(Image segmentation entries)
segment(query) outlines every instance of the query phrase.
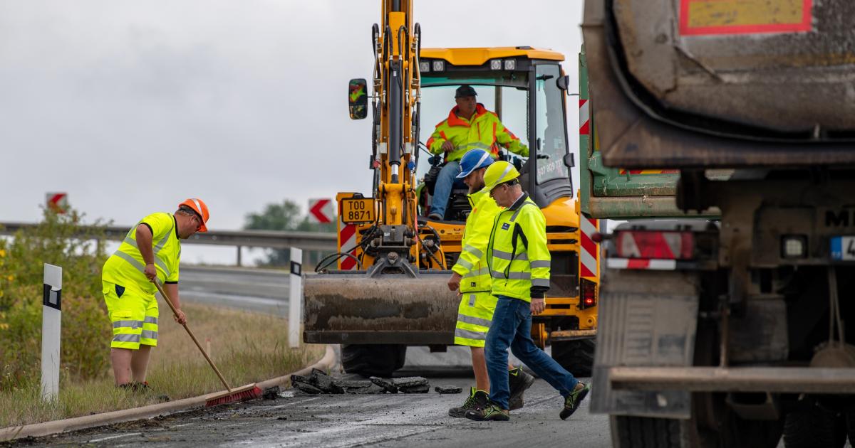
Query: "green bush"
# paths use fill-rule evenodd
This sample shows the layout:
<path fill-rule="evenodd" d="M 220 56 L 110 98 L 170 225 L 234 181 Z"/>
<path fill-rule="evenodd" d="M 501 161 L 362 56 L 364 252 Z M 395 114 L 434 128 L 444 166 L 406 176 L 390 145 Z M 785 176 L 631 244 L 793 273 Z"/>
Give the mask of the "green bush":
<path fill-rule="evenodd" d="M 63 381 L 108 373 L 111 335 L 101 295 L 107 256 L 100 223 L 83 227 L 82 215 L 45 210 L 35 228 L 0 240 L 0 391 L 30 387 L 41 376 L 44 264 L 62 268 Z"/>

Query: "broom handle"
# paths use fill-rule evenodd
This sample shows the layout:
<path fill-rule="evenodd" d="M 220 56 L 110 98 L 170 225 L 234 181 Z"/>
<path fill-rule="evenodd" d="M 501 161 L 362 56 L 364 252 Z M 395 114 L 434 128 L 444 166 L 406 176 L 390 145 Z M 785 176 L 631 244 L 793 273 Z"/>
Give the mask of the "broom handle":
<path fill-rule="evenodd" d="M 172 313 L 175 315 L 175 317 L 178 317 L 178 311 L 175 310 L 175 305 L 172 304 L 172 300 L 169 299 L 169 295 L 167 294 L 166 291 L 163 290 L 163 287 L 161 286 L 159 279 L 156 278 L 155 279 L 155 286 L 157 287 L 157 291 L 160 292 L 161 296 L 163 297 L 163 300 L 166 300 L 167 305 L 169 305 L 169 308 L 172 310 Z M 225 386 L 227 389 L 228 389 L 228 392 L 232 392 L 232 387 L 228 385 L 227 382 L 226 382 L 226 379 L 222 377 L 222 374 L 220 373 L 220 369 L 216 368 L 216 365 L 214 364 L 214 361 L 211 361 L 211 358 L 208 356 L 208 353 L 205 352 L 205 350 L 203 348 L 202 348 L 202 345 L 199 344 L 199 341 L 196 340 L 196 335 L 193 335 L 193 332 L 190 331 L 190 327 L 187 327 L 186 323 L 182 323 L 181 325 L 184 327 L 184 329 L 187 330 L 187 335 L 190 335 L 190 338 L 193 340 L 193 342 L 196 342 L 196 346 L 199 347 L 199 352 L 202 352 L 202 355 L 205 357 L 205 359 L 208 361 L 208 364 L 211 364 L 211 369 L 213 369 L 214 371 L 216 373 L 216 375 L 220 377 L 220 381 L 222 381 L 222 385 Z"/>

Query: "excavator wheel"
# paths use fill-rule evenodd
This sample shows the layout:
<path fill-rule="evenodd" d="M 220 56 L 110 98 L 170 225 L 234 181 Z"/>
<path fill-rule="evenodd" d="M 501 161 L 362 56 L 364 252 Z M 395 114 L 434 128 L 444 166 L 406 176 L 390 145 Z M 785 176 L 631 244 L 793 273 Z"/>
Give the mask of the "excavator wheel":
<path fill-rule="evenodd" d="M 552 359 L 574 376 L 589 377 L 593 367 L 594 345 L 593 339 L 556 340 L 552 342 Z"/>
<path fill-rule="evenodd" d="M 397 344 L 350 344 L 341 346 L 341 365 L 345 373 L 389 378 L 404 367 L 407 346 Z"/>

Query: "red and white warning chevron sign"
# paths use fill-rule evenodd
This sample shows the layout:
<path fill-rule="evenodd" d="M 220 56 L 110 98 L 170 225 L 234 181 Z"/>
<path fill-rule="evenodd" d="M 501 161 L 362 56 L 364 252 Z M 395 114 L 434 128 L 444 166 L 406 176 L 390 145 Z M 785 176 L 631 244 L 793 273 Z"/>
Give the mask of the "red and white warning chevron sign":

Written problem:
Show each line of the records above that contains the word "white". Treat uppercase and lowercase as different.

Answer to the task:
Query: "red and white warning chevron sign"
Give the mask of the "red and white warning chevron sign":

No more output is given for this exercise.